Task requirements
Rewrite the rows below, substituting "Mark every instance" for every "Tag every instance" and leaving everything else unchanged.

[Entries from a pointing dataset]
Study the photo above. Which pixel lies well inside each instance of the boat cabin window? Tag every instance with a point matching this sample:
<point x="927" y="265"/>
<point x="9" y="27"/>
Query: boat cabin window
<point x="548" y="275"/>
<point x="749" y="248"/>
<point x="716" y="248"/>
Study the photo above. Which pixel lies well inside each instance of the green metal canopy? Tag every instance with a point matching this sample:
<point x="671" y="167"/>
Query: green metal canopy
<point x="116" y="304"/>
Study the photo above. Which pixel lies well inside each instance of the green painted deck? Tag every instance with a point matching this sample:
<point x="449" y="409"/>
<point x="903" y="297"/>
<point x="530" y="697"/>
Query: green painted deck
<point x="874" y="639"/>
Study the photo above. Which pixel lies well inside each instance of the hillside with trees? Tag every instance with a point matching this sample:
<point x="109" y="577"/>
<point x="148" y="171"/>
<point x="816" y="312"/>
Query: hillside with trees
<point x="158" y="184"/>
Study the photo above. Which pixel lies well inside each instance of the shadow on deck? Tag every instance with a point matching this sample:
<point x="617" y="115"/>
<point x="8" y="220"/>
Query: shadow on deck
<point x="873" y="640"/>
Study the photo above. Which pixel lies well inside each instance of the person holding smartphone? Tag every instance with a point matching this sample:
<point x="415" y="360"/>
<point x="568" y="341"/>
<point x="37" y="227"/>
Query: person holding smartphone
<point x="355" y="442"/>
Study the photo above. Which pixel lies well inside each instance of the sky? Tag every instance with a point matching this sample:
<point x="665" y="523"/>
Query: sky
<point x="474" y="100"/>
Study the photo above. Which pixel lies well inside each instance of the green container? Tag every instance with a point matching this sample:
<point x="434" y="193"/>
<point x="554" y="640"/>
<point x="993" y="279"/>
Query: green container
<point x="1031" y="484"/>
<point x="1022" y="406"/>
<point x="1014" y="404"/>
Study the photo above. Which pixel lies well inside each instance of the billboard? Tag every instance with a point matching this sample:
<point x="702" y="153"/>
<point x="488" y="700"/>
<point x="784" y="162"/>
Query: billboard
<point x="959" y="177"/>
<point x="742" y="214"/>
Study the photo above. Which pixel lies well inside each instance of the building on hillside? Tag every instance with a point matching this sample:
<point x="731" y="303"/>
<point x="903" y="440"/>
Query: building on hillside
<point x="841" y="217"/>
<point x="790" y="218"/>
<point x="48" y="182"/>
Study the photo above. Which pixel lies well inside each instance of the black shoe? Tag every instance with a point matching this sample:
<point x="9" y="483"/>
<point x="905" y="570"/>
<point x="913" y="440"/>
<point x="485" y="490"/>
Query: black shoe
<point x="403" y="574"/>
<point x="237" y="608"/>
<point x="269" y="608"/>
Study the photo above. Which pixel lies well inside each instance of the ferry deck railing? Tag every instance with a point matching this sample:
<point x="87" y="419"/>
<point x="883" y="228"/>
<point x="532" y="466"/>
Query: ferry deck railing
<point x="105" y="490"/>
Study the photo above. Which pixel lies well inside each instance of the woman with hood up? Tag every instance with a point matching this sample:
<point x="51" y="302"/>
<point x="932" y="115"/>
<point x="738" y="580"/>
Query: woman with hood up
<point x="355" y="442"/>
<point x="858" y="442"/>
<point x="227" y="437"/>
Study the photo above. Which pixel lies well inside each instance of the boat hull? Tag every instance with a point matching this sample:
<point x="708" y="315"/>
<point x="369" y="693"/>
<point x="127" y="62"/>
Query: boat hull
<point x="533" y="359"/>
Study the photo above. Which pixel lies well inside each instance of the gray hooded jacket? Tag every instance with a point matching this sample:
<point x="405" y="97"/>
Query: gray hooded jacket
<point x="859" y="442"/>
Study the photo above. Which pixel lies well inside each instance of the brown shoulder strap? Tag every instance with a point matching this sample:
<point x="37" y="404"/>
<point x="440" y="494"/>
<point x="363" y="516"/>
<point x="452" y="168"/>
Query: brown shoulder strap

Solution to this exercise
Study the photo above. Which pixel lies well inside each instance of the boat cabin window? Mark every instance with a point matching this sample:
<point x="927" y="265"/>
<point x="9" y="27"/>
Query: boat cabin window
<point x="548" y="275"/>
<point x="749" y="248"/>
<point x="716" y="248"/>
Study the photo above. Which pixel lies well inside each instance of the green metal canopy? Mark every instance with a point matching this sample:
<point x="671" y="167"/>
Query: green metal canopy
<point x="116" y="304"/>
Study the photo above. Which pixel lies well inside each instance of the green painted deck? Mark every instance with a point matching this sample:
<point x="449" y="409"/>
<point x="903" y="297"/>
<point x="530" y="697"/>
Query: green painted deck
<point x="874" y="639"/>
Study the photo above. Which pixel lies well inside each instance of the hillside with trees? Mark every instance with a point matching this sample:
<point x="109" y="577"/>
<point x="148" y="171"/>
<point x="816" y="312"/>
Query: hillside with trees
<point x="158" y="184"/>
Study the photo above. Which pixel lies well inside each instance of the shadow on deck? Mark every instance with a point matching this sample:
<point x="617" y="115"/>
<point x="8" y="220"/>
Query: shadow on deck
<point x="873" y="640"/>
Study the photo above. Which pixel lies well inside each instance of the person holding smartphone? Mark every instance with a point matching this sample:
<point x="415" y="360"/>
<point x="568" y="341"/>
<point x="37" y="227"/>
Query: person holding smartphone
<point x="355" y="442"/>
Study the photo above. Which pixel lies well inside each instance of the sky? Mark every instance with a point matching this sample:
<point x="665" y="523"/>
Query: sky
<point x="474" y="100"/>
Study the photo above. Which pixel lies well inside each instance of the green container? Mark every instance with a point matching this sample:
<point x="434" y="193"/>
<point x="554" y="640"/>
<point x="993" y="279"/>
Query: green container
<point x="1031" y="484"/>
<point x="1022" y="406"/>
<point x="1014" y="404"/>
Study the photo above. Which pixel lies well inside each instance of the billboard? Mark every instance with a point matching this sample:
<point x="702" y="153"/>
<point x="488" y="700"/>
<point x="784" y="162"/>
Query: billboard
<point x="959" y="177"/>
<point x="742" y="214"/>
Study the photo above. Which pixel lies well inside each instance of the building on hillside? Mark every instance with a point matching this sample:
<point x="731" y="303"/>
<point x="903" y="440"/>
Query: building on hillside
<point x="841" y="217"/>
<point x="790" y="218"/>
<point x="48" y="182"/>
Study the photo above. Which pixel lies well inside each instance of the black shoe? Mark every instance with a point matching this sample:
<point x="9" y="483"/>
<point x="905" y="570"/>
<point x="913" y="440"/>
<point x="485" y="490"/>
Query: black shoe
<point x="403" y="574"/>
<point x="237" y="608"/>
<point x="269" y="608"/>
Study the photo above. Which pixel lies well inside each instance of the ferry deck railing? Mark every instance with a point matching this sample:
<point x="87" y="419"/>
<point x="883" y="228"/>
<point x="532" y="466"/>
Query: ferry deck railing
<point x="105" y="490"/>
Study the photo above. Which pixel lies well inside each instance of the woman with hood up? Mark every instance with a point matching this sample:
<point x="51" y="302"/>
<point x="932" y="115"/>
<point x="738" y="580"/>
Query: woman with hood up
<point x="355" y="442"/>
<point x="858" y="442"/>
<point x="227" y="437"/>
Study the photo above. Which pixel lies well inside each instance of the boat hull? Mark every instance with a point matching this sample:
<point x="708" y="315"/>
<point x="369" y="693"/>
<point x="127" y="62"/>
Query: boat hull
<point x="533" y="359"/>
Study the photo above. Which pixel lies well inside each instance of the gray hooded jacket? Mark every instance with a point matching this sample:
<point x="405" y="97"/>
Query: gray hooded jacket
<point x="859" y="442"/>
Study the photo above. Which pixel lies well inside each instance of the brown shoulder strap? Mark every instance with a point matching this sample:
<point x="37" y="404"/>
<point x="440" y="494"/>
<point x="363" y="516"/>
<point x="452" y="168"/>
Query: brown shoulder strap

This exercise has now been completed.